* Aim:
State how many lines in the entries below contain the word "gray". Give only the number.
# Dataset records start
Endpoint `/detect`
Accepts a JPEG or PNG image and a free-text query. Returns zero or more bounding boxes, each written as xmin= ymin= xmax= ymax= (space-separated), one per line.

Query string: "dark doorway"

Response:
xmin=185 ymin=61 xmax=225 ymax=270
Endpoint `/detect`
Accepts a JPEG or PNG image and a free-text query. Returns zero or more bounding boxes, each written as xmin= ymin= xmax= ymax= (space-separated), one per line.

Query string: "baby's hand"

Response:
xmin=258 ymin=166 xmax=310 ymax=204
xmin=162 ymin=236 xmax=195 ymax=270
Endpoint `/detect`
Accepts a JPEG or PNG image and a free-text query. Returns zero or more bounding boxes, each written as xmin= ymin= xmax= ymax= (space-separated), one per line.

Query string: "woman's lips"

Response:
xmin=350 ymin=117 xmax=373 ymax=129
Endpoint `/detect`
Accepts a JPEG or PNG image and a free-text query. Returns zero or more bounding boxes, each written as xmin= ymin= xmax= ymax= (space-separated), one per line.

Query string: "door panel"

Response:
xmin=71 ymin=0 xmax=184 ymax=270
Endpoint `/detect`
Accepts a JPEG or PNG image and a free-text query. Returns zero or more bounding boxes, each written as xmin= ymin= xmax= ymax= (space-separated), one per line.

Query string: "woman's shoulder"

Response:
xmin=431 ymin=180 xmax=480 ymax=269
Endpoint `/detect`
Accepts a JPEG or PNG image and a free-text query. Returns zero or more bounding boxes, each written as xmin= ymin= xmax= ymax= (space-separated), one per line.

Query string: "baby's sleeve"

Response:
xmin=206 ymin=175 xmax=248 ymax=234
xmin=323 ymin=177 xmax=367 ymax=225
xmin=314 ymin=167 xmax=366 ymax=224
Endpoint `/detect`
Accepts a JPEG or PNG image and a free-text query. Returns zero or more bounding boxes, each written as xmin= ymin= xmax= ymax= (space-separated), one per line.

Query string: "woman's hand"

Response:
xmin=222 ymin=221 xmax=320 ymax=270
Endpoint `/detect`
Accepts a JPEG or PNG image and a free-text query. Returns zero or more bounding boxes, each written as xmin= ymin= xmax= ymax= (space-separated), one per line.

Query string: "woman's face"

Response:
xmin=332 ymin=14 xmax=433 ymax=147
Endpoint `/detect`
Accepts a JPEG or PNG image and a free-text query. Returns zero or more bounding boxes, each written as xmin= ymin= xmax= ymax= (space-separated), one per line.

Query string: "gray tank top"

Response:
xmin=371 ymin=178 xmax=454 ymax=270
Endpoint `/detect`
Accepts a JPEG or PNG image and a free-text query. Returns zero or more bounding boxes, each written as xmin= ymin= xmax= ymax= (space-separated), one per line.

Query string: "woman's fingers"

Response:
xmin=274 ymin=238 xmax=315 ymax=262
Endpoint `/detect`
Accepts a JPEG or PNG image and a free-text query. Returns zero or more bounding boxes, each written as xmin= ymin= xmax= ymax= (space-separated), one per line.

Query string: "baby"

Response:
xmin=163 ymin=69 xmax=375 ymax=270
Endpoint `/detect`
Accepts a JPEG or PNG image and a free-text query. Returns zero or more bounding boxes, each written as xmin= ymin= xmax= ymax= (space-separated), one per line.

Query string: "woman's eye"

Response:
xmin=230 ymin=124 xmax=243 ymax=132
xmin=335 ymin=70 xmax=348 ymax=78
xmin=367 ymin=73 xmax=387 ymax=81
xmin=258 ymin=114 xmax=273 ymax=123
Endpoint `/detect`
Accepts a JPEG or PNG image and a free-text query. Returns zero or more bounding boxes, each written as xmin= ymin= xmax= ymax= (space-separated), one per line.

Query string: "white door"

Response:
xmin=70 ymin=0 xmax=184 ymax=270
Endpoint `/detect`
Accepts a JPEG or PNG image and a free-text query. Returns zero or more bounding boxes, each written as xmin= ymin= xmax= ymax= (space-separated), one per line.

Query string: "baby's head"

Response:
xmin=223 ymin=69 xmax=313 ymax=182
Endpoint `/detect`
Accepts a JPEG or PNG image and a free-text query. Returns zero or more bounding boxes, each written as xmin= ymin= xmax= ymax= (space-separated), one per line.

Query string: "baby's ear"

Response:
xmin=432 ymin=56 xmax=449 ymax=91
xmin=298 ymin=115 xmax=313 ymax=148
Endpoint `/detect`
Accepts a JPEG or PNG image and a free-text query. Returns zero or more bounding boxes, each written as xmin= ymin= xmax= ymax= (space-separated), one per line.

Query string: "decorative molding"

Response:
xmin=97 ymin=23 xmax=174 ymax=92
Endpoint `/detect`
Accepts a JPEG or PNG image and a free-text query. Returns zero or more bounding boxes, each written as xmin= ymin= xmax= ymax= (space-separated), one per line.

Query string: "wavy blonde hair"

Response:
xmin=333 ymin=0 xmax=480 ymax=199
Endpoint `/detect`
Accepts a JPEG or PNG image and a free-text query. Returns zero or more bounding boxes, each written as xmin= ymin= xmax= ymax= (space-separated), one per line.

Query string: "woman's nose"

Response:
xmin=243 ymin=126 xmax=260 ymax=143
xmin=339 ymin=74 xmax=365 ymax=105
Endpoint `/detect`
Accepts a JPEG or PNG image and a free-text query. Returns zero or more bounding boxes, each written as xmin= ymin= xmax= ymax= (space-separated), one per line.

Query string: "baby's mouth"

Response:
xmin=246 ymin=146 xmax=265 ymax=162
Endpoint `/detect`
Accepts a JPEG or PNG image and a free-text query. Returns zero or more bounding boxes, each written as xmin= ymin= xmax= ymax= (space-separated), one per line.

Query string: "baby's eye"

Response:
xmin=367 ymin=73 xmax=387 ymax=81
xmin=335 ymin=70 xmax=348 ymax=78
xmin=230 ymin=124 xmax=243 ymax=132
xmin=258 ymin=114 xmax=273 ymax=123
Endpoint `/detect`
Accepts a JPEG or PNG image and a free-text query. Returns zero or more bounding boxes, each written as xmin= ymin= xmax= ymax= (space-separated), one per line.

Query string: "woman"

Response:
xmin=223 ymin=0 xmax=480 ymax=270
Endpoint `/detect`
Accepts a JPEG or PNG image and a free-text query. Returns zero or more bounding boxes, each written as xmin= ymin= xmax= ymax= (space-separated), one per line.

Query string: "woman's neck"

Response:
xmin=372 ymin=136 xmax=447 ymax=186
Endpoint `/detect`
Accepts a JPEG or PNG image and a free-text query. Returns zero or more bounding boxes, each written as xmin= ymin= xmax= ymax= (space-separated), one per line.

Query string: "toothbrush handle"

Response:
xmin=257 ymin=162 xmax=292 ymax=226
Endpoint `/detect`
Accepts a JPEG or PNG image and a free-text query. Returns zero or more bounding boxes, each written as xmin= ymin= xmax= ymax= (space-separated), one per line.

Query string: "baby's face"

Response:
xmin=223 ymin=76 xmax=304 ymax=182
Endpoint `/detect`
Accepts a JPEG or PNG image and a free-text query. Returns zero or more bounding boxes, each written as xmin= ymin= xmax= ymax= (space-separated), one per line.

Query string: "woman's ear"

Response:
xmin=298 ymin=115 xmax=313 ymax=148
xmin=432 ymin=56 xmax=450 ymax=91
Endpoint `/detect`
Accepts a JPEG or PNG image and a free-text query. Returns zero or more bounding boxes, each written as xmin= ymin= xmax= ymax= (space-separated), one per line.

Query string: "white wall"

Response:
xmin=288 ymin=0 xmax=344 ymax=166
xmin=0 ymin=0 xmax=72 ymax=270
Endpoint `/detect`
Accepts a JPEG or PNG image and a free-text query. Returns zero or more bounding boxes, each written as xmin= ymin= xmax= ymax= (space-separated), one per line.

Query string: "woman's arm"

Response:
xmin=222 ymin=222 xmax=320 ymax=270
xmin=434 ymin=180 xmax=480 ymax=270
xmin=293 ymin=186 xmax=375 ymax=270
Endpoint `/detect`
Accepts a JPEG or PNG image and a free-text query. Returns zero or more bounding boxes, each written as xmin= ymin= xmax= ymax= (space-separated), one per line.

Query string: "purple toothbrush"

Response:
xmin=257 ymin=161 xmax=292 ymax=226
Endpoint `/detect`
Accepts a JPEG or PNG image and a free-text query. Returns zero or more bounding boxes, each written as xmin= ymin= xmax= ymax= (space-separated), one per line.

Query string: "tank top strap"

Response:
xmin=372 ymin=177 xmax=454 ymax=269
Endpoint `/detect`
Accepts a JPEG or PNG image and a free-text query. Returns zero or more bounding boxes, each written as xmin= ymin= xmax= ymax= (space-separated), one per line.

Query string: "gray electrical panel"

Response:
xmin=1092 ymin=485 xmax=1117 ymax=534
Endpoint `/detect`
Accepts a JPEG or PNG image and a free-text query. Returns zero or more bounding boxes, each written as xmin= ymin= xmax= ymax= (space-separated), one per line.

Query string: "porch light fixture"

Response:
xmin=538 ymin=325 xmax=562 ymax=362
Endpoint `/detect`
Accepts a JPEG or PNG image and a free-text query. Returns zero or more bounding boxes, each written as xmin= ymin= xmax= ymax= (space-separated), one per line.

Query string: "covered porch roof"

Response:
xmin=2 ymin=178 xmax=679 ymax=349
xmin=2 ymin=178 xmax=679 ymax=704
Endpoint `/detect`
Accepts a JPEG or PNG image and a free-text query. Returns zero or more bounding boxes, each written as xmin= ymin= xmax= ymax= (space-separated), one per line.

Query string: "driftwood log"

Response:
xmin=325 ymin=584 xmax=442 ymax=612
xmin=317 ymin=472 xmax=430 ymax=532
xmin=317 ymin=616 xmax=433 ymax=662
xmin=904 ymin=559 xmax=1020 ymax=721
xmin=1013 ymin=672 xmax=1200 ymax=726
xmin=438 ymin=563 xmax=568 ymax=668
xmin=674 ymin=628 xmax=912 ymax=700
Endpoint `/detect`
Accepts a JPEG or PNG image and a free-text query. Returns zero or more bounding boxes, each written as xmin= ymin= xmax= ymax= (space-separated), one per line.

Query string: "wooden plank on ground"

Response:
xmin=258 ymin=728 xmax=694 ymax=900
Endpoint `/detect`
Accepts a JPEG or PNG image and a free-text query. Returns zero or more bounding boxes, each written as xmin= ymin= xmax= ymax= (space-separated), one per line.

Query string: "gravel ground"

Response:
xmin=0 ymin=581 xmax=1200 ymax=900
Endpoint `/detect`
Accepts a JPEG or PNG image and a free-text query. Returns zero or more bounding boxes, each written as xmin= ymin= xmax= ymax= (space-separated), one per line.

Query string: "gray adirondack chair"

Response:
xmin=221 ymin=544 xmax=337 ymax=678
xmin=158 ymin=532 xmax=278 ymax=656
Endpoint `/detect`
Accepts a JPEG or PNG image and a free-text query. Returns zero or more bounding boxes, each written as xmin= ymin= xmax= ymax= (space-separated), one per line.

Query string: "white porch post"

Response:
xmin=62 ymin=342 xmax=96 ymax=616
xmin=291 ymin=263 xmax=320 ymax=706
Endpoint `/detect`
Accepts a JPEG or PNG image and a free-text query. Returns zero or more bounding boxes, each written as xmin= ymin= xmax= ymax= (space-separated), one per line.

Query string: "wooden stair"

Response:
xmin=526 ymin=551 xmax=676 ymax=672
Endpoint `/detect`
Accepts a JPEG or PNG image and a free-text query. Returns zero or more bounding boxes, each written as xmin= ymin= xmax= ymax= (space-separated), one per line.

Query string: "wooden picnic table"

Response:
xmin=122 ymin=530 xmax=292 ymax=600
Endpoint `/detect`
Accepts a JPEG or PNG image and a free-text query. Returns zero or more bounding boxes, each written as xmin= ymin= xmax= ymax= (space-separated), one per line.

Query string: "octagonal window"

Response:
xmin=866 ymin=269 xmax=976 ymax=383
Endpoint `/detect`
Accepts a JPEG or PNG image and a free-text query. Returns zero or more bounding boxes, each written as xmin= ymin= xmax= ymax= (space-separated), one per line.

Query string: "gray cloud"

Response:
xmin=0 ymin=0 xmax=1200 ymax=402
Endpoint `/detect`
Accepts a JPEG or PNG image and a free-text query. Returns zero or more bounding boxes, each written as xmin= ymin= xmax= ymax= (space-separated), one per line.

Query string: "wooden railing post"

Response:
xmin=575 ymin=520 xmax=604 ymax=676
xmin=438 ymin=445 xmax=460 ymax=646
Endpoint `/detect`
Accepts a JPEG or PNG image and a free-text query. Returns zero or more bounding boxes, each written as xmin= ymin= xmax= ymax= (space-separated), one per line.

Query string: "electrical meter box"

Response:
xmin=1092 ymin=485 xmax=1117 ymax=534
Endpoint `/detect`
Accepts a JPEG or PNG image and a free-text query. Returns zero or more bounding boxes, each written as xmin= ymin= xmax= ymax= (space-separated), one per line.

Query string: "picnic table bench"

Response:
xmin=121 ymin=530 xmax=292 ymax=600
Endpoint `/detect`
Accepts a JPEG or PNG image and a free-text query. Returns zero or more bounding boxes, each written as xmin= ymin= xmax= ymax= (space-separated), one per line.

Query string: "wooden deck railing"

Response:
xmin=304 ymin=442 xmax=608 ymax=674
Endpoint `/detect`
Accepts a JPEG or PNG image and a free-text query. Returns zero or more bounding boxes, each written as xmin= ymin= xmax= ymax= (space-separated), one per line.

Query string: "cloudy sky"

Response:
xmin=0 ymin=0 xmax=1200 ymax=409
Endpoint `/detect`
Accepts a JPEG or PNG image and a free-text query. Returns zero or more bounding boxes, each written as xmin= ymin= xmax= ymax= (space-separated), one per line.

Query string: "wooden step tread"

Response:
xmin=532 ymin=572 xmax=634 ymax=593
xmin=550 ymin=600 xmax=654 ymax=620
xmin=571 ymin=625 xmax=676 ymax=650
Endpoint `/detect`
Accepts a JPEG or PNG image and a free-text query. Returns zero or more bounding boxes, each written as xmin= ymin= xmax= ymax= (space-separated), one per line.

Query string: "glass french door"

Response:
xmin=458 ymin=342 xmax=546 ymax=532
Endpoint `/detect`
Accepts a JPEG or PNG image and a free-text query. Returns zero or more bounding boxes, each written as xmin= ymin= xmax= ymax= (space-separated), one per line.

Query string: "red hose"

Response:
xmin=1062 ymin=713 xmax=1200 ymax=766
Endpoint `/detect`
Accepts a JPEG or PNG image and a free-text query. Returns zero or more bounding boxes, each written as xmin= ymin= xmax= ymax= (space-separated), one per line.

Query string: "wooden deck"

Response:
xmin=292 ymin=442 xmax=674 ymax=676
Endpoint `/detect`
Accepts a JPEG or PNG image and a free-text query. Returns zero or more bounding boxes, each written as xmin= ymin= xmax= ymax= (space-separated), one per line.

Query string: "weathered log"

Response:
# Dataset records end
* Exercise output:
4